→ **Your instructions**: Extract exactly and only the lines of the data below, starting at the line with "of the side" and stopping after the final line.

## Start Input material

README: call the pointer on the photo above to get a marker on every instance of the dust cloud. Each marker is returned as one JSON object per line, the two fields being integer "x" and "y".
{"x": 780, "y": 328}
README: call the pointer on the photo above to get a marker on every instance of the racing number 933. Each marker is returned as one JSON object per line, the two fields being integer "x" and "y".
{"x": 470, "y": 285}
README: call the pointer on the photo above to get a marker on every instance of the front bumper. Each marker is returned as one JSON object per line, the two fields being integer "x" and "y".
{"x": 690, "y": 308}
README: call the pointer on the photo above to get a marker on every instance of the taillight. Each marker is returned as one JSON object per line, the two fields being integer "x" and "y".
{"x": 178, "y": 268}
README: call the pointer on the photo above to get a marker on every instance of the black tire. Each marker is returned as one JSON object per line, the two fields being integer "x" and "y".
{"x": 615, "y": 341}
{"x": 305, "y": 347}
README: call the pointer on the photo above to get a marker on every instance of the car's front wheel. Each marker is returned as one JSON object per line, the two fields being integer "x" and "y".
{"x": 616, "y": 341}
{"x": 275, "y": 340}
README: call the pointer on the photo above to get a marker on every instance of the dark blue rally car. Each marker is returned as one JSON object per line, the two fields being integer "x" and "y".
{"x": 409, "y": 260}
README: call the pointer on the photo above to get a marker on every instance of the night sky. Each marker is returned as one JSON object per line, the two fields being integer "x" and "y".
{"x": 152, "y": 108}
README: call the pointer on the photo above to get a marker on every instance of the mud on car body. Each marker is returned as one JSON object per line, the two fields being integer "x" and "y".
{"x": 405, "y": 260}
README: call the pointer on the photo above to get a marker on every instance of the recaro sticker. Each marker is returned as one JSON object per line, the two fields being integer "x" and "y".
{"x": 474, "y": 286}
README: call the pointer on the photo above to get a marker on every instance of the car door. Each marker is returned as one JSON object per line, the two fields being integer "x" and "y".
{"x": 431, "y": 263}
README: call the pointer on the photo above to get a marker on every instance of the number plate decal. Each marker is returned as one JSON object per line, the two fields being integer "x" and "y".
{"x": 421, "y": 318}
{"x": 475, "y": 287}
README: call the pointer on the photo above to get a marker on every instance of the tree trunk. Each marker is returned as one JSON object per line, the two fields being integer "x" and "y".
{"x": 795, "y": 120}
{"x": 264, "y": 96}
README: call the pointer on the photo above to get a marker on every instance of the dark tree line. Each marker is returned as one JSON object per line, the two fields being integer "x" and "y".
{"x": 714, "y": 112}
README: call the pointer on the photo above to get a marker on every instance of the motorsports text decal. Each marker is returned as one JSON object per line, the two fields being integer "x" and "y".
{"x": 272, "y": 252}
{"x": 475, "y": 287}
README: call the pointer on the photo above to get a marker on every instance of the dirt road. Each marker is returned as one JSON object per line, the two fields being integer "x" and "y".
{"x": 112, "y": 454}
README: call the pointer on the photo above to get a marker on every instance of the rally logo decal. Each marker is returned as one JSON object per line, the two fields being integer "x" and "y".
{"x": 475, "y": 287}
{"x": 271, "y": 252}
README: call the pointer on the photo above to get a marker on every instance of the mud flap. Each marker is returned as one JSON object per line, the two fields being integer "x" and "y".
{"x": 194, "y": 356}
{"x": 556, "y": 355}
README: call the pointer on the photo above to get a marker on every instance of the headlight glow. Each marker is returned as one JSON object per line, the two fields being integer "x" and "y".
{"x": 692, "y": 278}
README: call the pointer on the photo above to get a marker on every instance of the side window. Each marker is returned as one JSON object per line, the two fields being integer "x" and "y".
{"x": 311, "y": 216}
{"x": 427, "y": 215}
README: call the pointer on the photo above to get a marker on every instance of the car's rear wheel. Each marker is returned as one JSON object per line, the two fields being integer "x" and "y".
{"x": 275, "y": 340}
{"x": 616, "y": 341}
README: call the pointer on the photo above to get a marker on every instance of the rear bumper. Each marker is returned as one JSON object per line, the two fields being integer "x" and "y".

## End Input material

→ **Reply**:
README: call the pointer on the photo above to get a marker on every instance of the side window. Each marker is returned as one JSON object per line, the two fields being integer "x" and "y".
{"x": 311, "y": 216}
{"x": 427, "y": 215}
README: call the pointer on the photo above to get a marker on every instance of the car's rear wheel. Each marker is returned as one JSON object per line, the two fields being integer "x" and "y".
{"x": 275, "y": 340}
{"x": 616, "y": 341}
README: call the pointer on the photo above to get a marker on every instance of the rear bumper. Each marker is returned as one JSON object per line, the two fields being integer "x" and "y".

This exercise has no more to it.